» Written request
Pick out each line of the data that contains the word "return" and copy those lines in full.

Rows from a box labeling dataset:

---

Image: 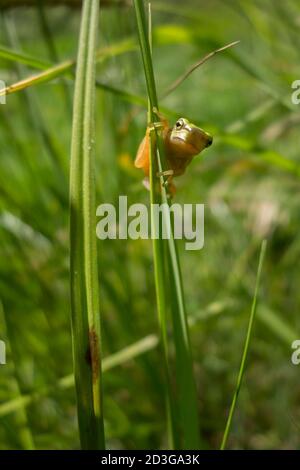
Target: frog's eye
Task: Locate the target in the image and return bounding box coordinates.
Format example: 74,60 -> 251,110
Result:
175,119 -> 184,130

---

» Result of this exercise
Task: Locate the target in the image and return bounding box coordinates.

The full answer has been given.